## PROVIDED DATA
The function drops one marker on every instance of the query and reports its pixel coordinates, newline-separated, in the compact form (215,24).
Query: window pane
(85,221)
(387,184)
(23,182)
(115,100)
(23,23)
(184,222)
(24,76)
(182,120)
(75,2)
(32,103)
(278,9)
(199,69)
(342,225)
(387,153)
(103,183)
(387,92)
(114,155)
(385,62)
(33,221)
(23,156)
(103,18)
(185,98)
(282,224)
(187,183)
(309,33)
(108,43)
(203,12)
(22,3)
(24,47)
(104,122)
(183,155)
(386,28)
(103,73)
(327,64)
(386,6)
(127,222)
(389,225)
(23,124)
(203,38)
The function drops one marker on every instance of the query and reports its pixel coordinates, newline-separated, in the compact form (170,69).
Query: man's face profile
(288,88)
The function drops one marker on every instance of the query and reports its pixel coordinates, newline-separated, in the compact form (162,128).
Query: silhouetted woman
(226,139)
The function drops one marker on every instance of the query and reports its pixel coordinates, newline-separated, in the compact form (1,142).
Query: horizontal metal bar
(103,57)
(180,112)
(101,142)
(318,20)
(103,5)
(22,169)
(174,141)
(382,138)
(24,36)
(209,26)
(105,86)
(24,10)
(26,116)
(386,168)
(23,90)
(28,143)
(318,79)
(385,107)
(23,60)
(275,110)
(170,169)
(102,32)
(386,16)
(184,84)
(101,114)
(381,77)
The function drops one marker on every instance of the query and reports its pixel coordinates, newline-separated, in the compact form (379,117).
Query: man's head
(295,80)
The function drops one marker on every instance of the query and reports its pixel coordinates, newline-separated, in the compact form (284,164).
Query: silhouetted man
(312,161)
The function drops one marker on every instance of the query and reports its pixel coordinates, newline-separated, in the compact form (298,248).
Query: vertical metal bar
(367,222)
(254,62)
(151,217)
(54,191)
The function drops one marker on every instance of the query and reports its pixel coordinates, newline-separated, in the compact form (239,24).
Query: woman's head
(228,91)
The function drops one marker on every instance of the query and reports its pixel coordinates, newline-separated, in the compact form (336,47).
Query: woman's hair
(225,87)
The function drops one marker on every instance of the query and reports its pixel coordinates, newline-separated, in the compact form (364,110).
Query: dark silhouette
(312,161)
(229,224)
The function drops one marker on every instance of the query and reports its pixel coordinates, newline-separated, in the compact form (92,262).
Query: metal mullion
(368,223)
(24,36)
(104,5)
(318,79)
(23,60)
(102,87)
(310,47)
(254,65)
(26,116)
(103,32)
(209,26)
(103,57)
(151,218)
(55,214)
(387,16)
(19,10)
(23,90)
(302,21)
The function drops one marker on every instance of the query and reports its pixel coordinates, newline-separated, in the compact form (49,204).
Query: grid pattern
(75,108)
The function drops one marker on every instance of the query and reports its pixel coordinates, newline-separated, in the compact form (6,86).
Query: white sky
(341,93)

## PROMPT
Output the line containing "compact form (92,262)." and all lines after it to the end of the records, exactly as given.

## RESULT
The function drops one marker on every instance of the query and reports its pixel coordinates, newline-separated, in the compact form (92,262).
Query: metal mullion
(368,223)
(24,36)
(104,5)
(318,79)
(23,60)
(102,87)
(310,47)
(254,65)
(26,116)
(103,32)
(209,26)
(103,57)
(151,218)
(55,214)
(387,16)
(19,10)
(23,90)
(302,21)
The function drops one marker on every instance of the query and reports its pixel coordinates, newline-separated, in the compact form (49,204).
Query: grid pattern
(75,108)
The function drops one marker on every instance of the query and reports its pixel coordinates, newline-separated, in the compact form (6,86).
Query: white sky
(341,93)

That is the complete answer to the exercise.